In the records below, find the line that contains "Keypoint guideline: for each instance of the bed" and repeat it, along with each line after it, exactly as written.

(Records shown Opens)

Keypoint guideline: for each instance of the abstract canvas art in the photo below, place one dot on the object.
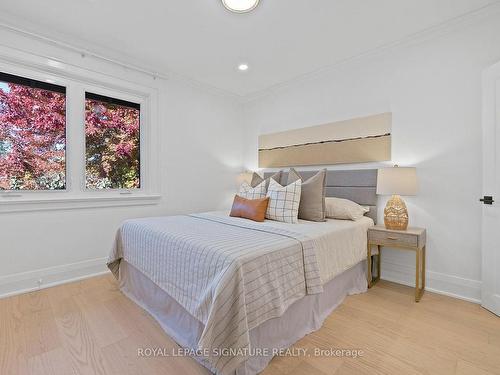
(359, 140)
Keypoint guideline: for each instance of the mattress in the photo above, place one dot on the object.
(340, 243)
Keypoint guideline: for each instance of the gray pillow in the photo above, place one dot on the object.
(256, 179)
(312, 200)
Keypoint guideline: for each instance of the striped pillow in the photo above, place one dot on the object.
(248, 192)
(284, 201)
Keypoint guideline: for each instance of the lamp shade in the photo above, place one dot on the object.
(397, 181)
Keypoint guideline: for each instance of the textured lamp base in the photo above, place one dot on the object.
(396, 214)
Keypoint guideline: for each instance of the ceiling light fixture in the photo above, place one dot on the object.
(240, 6)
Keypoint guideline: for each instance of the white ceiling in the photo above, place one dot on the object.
(280, 40)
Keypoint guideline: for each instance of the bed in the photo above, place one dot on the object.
(234, 291)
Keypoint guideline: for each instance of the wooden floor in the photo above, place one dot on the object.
(89, 327)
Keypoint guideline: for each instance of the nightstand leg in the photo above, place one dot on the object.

(Records shown Closes)

Output:
Keypoint guideline: for each instance of the bed in the photo above, place one dot on the object.
(234, 291)
Keypoint guideline: for each instance of the wooden floor in the photo above, place one dot on the object.
(89, 327)
Keypoint guideline: for each instance of the nightstand leg in the photo above, place one dot on the object.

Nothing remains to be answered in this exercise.